* Written task *
Copy all the rows below with "innermost point" swapped for "most central point" wherever it appears, and leave everything else as it is. Don't include the pictures.

* start Listing *

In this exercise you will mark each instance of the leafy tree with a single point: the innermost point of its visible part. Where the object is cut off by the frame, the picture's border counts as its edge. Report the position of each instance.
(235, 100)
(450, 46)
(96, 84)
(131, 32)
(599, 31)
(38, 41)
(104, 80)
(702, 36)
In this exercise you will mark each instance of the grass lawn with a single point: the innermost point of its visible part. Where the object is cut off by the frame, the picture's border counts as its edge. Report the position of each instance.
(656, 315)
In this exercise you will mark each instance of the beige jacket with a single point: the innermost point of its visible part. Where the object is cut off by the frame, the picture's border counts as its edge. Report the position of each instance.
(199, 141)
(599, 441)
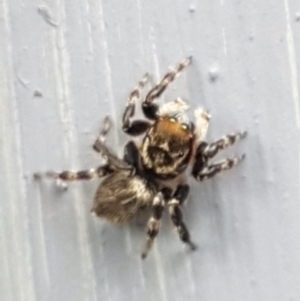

* end Listing *

* The output *
In this exercise you will mark each instance of the leafy tree with a single point: the most central point of its visible part. Where the object is cut off by the frame, the picture's border counts as its edge. Report the position of each instance.
(235, 100)
(450, 46)
(96, 84)
(131, 32)
(599, 31)
(38, 41)
(104, 80)
(702, 36)
In this exercise you will mark each instance of the grass lawn with a single point: the most central point of its visible part. Where the object is cut off by the frame, the picture's border counts as its edge. Report the position of each instance.
(656, 315)
In this exercise you will mark each instance of the beige jacket with a single point: the most central point of its visible part. Where the object is cut off by the frame, the picture's border counts as its edge. Report the position of each instance.
(199, 141)
(599, 441)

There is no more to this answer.